◆ TASK DESCRIPTION
Convert all of the data below into a two-column CSV with the headers input and output. Give one row per entry, with the entry's full text under input and its points under output, each in a double-quoted field with line breaks replaced by spaces.

◆ RECORDS TO PROCESS
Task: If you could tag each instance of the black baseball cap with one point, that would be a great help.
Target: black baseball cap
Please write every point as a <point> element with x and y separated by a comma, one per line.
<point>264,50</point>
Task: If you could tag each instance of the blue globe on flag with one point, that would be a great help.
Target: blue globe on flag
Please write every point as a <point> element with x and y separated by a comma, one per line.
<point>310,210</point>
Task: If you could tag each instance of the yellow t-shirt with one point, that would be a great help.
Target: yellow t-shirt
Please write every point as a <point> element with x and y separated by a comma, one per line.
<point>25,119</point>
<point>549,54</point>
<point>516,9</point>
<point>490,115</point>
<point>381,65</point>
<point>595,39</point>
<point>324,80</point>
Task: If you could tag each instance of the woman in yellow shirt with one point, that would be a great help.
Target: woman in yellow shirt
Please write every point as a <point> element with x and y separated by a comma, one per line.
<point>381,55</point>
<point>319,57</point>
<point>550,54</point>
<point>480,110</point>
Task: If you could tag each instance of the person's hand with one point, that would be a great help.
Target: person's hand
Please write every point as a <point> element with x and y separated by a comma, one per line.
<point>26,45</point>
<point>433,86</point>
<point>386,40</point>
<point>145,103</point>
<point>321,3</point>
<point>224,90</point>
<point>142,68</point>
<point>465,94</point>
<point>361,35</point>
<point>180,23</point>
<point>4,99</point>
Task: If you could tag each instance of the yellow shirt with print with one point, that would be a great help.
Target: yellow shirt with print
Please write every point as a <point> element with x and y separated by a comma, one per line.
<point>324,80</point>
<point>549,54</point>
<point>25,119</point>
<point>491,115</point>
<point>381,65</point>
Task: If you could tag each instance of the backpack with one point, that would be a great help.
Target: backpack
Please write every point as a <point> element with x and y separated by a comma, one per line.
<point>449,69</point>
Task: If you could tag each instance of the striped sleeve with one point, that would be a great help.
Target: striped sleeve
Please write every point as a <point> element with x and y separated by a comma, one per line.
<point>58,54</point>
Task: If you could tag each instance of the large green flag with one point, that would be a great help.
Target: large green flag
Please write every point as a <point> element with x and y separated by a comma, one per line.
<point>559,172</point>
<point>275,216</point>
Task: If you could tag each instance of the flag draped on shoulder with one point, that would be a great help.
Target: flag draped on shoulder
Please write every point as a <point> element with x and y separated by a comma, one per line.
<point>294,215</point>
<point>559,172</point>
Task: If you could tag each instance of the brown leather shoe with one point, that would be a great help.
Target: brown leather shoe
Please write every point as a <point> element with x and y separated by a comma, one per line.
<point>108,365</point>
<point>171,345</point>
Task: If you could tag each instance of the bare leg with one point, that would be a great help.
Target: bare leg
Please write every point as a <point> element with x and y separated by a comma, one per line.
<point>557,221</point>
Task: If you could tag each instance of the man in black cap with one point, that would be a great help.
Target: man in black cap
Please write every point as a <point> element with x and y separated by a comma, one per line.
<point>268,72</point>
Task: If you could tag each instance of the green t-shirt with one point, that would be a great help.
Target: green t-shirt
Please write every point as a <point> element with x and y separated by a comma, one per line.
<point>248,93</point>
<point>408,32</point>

◆ ANSWER TO THIS TASK
input,output
"Task: If you could tag each instance of the black baseball cap with one point, that would be a great help. Target: black baseball cap Please write every point as a <point> element with x and y separated by a comma, one per line.","<point>264,50</point>"
"Task: If you could tag each instance of the blue globe on flag with one point, that would be a great help. Target: blue globe on flag Please write every point as a <point> element with x and y separated by a comma, one per line.","<point>310,210</point>"
"Task: If you could tag each instance of the yellow t-shirt with one point, that would be a great help. Target: yellow t-shirt Please write every point as a <point> element with x and y separated by a comma, one per line.","<point>25,119</point> <point>549,54</point> <point>516,9</point> <point>490,115</point> <point>381,65</point> <point>595,39</point> <point>324,80</point>"
"Task: If you could tag each instance of the woman in yellow shirt with one point, that would be a great help. Target: woman in yellow shirt Please write every point as a <point> element with x and y separated by a comma, one per line.","<point>381,55</point> <point>319,57</point> <point>550,54</point> <point>480,110</point>"
"Task: If you could tag each instance of the person's hand with one point, that would be a great help. Target: person's hand Please write every point as a <point> element with x and y separated by a comma, one per line.","<point>26,45</point> <point>433,86</point> <point>386,40</point> <point>145,103</point> <point>321,3</point> <point>224,90</point> <point>142,68</point> <point>465,94</point> <point>361,35</point> <point>180,23</point> <point>4,99</point>"
"Task: If you could tag each instance of the yellow shirt with print with one point, that would be a great help. Target: yellow shirt with print Please write every point as a <point> element with x and y separated by a comma, one per line.","<point>324,80</point> <point>549,54</point> <point>25,119</point> <point>491,115</point> <point>381,65</point>"
"Task: If you could tag each instance of the backpack with one point, that would be a great help. Target: backpack Please write every point as a <point> element with x and y separated by a comma, one per line.","<point>449,69</point>"
"Task: If you could tag each instance of the striped sleeve with one point, that would be a great help. Target: striped sleeve Please write every point as a <point> element with x and y separated by a comma, one per line.","<point>58,54</point>"
"Task: If you could tag each instance of the large green flag with one point, that would be a great help. Target: large green flag Please write every point as a <point> element with x and y separated by a comma, one per line.","<point>559,172</point> <point>275,216</point>"
"Task: If you could tag each instance of the flag draped on shoulder with one point, that would be a great help. Target: flag draped on shoulder Please write every point as a <point> element with x and y separated by a comma, one per line.","<point>294,215</point> <point>559,172</point>"
"Task: If you could tag each instance of the brown leather shoe with one point, that would be a great help. Target: brown leather shoe Please write every point as a <point> element with x and y separated by a comma, one per line.","<point>108,365</point> <point>171,345</point>"
"Task: If you could tag each instance of the bare leg with one point, that would be a great help. Target: bare leg Please write every point as a <point> element with x and y separated by a comma, one per line.","<point>557,221</point>"
"Task: If you could tag each instance of the man in black cap with one point, that would be a great help. Target: man in black cap Please write every point as a <point> element with x and y separated by a comma, one per line.","<point>268,72</point>"
"Task: If you could tag each instance of the green t-shirt with one point, that would be a great help. Target: green t-shirt Please write every point as a <point> element with x and y separated by a comma, one per line.","<point>248,93</point> <point>408,32</point>"